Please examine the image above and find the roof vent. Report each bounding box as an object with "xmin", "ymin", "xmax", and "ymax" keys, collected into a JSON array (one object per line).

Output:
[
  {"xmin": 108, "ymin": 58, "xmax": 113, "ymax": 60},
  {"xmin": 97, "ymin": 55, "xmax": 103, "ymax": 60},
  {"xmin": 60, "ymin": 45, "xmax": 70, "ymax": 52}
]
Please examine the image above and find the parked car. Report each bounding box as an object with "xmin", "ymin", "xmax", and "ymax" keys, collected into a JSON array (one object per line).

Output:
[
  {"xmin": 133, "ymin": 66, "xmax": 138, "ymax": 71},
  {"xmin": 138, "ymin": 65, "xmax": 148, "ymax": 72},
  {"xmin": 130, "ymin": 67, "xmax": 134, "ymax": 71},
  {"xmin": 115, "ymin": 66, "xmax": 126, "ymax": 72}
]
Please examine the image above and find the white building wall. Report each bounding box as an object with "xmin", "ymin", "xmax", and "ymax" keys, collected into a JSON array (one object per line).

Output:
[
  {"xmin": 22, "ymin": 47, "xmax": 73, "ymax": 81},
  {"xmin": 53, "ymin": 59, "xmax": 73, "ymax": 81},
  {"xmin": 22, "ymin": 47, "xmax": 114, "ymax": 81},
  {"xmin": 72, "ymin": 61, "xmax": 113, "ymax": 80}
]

■ **Exercise instructions**
Your task is to retype the complete material exactly as it was given.

■ **Solution**
Please examine the image above and find the roof vent. Report each bounding box as an object with "xmin", "ymin", "xmax", and "ymax" keys, collected into a JSON array (one object per line).

Output:
[
  {"xmin": 108, "ymin": 58, "xmax": 113, "ymax": 60},
  {"xmin": 97, "ymin": 55, "xmax": 103, "ymax": 60},
  {"xmin": 60, "ymin": 45, "xmax": 70, "ymax": 52}
]
Please examine the image above and find the parked car. Report each bounding box as an object with "xmin", "ymin", "xmax", and "ymax" keys, collected into a JSON array (one object per line).

Output:
[
  {"xmin": 133, "ymin": 66, "xmax": 138, "ymax": 71},
  {"xmin": 138, "ymin": 65, "xmax": 148, "ymax": 72},
  {"xmin": 130, "ymin": 67, "xmax": 134, "ymax": 71},
  {"xmin": 115, "ymin": 66, "xmax": 126, "ymax": 72}
]
Please examine the image above and find the white building wall. Report each bounding box as an object with "xmin", "ymin", "xmax", and "ymax" keys, collected into a JSON array (one object per line).

Output:
[
  {"xmin": 22, "ymin": 47, "xmax": 73, "ymax": 81},
  {"xmin": 53, "ymin": 59, "xmax": 73, "ymax": 81},
  {"xmin": 22, "ymin": 47, "xmax": 114, "ymax": 81},
  {"xmin": 72, "ymin": 61, "xmax": 113, "ymax": 80}
]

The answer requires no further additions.